_Task inputs:_
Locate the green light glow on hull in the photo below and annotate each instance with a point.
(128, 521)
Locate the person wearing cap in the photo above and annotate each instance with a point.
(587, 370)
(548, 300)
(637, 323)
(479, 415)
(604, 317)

_Exercise description:_ Restate the whole of the data exactly.

_Your solution:_
Locate the green light glow on hull in the photo below and annotate each instance with a point.
(128, 521)
Locate the person wearing cap in the photo above and annotate each instance with a point.
(587, 370)
(548, 300)
(637, 323)
(479, 415)
(604, 317)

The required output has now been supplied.